Using the information »
A. From the mifepristone commentary, translate this sentence into Spanish: "And even Alito’s claim that neither the FDA nor Danco would suffer any irreparable harm is nonsensical."
B. Using the mifepristone commentary, answer each of the following:
(i) According to Alito, the restrictions would restore the circumstances of which span of years?
(ii) In how many days is oral argument scheduled to take place?
(iii) Which pharmaceutical company distributes mifepristone?
C. Carry on the mifepristone commentary after its final sentence.

Provided passage »
Who’s the hypocrite here, anyway? Alito’s about-face in the mifepristone case exposes a nakedly political, result-oriented approach, especially when one tries to unpack his nonsensical, off-point reasoning.
As if the last 7 years of relatively unrestricted mifepristone use had never happened, Alito claims that the restrictions imposed by the Fifth Circuit were not “new.” Rather, the restrictions “would simply restore” the circumstances that existed “from 2000 to 2016.” Sorry, but that’s an extreme departure from the current status quo, regardless of any “circumstances” that might have existed in the past.
Next, Alito claims that since the case is on a “fast track,” denying the stay is no big deal. By “fast track,” Alito means that oral argument is scheduled to take place in 26 days, and either the Court of Appeals or the Supreme Court will decide the case sometime after that, “in the near future.” Alito doesn’t enlighten us on how the “near future” converts to court time. Weeks? Months? Years?
Whatever, it’s too long for those women whose access to mifepristone will be restricted in the meantime.
But that’s no big deal either, according to Alito, because the “applicants” are not likely to suffer irreparable harm in the interim. By “applicants,” Alito means not the women whose access to mifepristone will be restricted, but the FDA and Danco Laboratories, the pharmaceutical company that distributes mifepristone.
In other words, whatever interest women may have in managing their own health care and pregnancies isn’t even worth mentioning, certainly not in a case that bears directly on their health care and pregnancies. Got it?
And even Alito’s claim that neither the FDA nor Danco would suffer any irreparable harm is nonsensical. It is a purely political screed based on Alito’s fear that the FDA would refuse to obey an unfavorable court order in the case.

Data listing »
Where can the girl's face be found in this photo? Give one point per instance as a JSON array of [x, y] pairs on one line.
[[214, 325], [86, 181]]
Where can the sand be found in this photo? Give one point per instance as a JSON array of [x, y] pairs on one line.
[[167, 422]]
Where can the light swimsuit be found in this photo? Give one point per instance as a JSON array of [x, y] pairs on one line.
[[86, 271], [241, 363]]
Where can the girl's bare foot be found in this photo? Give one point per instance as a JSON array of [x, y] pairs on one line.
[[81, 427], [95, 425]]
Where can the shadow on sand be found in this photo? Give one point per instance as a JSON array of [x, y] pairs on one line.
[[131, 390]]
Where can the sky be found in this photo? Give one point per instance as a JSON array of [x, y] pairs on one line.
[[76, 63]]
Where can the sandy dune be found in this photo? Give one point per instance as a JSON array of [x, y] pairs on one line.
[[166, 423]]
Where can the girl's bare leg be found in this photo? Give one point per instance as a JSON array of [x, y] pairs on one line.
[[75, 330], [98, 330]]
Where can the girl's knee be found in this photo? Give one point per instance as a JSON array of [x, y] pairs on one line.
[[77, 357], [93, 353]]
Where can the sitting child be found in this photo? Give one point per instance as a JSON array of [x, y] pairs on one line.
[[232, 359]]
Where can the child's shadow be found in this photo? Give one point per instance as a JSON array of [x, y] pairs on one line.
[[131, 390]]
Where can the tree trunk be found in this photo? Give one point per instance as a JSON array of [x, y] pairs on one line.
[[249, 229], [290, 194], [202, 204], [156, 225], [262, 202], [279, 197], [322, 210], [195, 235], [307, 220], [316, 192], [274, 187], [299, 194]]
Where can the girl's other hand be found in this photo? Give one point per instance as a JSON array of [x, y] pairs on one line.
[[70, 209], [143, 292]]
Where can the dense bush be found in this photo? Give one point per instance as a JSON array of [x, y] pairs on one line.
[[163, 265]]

Answers by task »
A. E incluso la afirmación de Alito de que ni la FDA ni Danco sufrirían ningún daño irreparable carece de sentido.

B.
(i) 2000 to 2016
(ii) 26 days
(iii) Danco Laboratories

C.
But the height of political absurdity in Alito’s opinion is reserved for his conclusion that there really isn’t a conflict between the Fifth Circuit’s decision restricting the distribution of mifepristone and the decision of a federal judge in Washington State ordering the polar opposite, that the FDA make no changes to the availability. Huh? Aren’t the decisions in the two cases directly contradictory?
Not according to Justice Alito. To him, “it’s not clear that there actually is a conflict.” Why not? Because the FDA has not acted “equitably.” How so? The Washington district court enjoined the FDA from altering its current practice, “something that the FDA had never hinted it was contemplating.” And not only that, but the FDA could have appealed the order, but didn’t.
The FDA didn’t initiate the Washington case, it was brought in as a defendant. After it was ordered not to do something – altering its current position on mifepristone – that that it had no intention of doing in the first place, why in the world would the FDA waste its time and money to appeal a decision with which it agreed? What is “inequitable” about that?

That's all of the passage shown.